(Rows from a pointing dataset)

+--

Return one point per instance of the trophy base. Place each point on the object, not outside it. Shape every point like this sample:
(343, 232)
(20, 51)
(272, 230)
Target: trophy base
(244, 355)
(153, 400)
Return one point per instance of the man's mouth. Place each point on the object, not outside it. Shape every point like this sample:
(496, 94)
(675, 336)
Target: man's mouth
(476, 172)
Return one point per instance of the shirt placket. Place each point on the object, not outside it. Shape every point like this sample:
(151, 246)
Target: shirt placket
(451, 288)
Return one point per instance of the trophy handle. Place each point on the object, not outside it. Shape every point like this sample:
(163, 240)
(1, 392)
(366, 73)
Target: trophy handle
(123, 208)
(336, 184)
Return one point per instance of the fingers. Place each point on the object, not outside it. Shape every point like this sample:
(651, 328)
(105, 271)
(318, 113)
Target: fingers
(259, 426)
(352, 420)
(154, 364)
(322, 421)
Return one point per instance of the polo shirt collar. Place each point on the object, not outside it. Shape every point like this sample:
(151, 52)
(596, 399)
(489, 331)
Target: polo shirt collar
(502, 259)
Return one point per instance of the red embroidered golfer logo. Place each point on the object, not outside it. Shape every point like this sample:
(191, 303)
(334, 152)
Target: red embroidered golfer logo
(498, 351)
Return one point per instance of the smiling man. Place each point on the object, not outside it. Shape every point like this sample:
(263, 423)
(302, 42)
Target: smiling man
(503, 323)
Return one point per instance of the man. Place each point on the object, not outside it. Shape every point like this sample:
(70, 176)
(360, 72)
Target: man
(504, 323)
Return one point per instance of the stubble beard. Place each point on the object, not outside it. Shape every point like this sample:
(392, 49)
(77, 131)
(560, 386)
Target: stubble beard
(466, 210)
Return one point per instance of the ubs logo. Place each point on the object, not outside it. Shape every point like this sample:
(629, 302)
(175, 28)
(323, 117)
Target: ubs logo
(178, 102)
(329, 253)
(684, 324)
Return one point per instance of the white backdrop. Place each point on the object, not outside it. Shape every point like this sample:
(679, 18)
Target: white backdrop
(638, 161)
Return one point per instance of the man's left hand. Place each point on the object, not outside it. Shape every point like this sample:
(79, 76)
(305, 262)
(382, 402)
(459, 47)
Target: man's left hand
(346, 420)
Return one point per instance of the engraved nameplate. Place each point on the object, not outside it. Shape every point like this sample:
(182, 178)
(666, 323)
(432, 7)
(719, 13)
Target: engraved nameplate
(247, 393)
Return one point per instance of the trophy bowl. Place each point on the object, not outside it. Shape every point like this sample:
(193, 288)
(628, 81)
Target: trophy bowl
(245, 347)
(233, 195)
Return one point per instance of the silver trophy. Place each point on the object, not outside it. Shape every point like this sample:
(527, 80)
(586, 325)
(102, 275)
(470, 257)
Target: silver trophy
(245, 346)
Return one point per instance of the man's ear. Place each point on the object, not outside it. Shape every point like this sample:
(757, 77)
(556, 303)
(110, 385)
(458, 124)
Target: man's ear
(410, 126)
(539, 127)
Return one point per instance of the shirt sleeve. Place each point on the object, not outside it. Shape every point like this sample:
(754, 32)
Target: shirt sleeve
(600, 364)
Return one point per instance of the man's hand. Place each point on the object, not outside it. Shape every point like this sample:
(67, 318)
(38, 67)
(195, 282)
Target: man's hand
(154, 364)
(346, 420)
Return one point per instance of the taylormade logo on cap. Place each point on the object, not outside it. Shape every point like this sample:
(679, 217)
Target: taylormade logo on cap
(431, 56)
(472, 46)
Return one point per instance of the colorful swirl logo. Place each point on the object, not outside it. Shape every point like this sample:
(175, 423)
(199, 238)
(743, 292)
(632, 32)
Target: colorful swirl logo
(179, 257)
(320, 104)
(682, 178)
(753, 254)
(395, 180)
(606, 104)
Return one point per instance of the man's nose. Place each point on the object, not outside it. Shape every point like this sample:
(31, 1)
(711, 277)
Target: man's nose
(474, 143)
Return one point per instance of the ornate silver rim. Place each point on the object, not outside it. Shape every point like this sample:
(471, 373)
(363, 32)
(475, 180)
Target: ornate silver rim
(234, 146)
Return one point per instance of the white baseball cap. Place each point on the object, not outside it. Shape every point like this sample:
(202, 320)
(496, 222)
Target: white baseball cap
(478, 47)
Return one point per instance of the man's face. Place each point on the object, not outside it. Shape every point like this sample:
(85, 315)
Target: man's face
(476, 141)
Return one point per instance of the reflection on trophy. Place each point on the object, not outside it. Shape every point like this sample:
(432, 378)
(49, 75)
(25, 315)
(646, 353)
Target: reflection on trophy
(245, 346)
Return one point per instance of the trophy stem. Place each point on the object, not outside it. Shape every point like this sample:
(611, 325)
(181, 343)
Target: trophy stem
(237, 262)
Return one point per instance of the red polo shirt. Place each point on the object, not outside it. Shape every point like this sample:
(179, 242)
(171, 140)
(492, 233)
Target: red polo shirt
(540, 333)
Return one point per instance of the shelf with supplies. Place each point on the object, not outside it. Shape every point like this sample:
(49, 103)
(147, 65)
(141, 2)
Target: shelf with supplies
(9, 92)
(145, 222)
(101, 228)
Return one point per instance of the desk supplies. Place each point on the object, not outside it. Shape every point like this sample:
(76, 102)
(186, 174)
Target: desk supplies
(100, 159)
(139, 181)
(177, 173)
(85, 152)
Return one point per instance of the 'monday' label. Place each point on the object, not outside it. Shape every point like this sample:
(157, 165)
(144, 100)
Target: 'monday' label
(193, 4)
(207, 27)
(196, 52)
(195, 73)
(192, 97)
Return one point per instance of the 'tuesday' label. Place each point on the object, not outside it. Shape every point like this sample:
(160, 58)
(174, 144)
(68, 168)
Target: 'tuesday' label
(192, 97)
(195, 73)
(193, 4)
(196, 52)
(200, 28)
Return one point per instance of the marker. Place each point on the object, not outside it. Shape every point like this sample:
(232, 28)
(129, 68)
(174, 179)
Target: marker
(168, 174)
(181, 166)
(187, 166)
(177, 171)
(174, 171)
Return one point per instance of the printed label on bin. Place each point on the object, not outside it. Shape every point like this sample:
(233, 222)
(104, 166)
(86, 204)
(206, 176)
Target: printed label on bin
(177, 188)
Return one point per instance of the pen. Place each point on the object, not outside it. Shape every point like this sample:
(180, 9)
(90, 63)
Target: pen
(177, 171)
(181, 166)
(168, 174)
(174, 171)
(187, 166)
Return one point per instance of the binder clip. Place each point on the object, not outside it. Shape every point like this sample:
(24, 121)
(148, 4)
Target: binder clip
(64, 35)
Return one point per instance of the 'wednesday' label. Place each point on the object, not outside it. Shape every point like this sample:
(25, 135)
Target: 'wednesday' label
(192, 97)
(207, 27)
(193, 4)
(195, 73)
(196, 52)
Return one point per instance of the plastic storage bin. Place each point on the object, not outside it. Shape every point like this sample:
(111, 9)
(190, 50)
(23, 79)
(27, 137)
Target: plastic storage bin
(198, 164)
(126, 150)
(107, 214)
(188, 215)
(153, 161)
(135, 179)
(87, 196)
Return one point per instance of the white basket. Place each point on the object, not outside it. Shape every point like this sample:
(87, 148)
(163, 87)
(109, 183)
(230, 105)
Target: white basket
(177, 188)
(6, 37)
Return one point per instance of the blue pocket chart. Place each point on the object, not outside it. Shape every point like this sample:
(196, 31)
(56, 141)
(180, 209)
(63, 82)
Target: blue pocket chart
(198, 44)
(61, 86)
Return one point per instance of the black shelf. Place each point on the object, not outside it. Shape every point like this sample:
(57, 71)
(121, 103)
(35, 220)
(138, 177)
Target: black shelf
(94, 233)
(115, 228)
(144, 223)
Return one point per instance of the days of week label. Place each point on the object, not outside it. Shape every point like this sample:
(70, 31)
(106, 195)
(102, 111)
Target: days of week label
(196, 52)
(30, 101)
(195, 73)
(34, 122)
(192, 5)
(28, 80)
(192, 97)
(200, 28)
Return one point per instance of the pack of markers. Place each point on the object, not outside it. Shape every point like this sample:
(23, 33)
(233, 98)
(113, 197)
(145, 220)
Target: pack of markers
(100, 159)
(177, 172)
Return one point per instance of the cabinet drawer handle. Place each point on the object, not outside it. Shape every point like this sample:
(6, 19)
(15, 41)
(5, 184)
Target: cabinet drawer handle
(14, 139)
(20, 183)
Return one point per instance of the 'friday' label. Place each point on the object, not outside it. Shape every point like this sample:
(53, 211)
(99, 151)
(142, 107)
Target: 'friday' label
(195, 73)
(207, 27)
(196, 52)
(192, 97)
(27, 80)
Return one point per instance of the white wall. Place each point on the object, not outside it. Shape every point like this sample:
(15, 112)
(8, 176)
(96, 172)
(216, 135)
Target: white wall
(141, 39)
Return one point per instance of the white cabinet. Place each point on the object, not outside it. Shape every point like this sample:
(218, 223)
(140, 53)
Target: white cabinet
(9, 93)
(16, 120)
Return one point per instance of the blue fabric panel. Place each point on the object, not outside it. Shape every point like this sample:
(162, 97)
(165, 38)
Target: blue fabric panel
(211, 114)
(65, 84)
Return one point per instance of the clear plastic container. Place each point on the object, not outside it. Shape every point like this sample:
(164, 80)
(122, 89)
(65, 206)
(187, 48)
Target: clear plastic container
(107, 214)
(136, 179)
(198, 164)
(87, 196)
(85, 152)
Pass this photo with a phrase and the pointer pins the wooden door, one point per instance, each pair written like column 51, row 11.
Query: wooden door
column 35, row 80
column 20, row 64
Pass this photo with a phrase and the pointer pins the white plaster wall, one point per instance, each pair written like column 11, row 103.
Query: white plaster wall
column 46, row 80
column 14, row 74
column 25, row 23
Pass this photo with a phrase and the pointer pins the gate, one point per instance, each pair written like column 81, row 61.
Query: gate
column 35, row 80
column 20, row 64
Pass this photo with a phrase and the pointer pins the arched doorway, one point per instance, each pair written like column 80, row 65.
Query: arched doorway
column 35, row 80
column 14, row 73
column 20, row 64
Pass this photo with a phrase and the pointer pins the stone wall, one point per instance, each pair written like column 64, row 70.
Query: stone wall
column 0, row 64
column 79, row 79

+--

Goal of the exercise: Can you reproduce the records verbatim, starting with the line that contains "Return one point per instance of the blue fabric" and continuing up to and including the line that contains "column 25, row 23"?

Output for this task:
Return one point per instance of the blue fabric panel. Place each point on the object, not outside it. Shape every point like this sample:
(162, 97)
(165, 38)
Target: blue fabric panel
(211, 114)
(65, 84)
Return one point per instance of the clear plastic container. Place each point on the object, not outside it. Shape every point like this sample:
(164, 80)
(122, 89)
(65, 206)
(187, 48)
Target: clear plastic container
(107, 214)
(136, 179)
(198, 164)
(87, 196)
(85, 152)
Pass this photo with a phrase and the pointer pins the wooden door, one point per instance, each pair written like column 51, row 11.
Query: wooden door
column 35, row 80
column 20, row 64
Pass this photo with a phrase and the pointer pins the white plaster wall, one point per instance, each pair written like column 11, row 103.
Query: white plaster wall
column 46, row 80
column 14, row 74
column 25, row 23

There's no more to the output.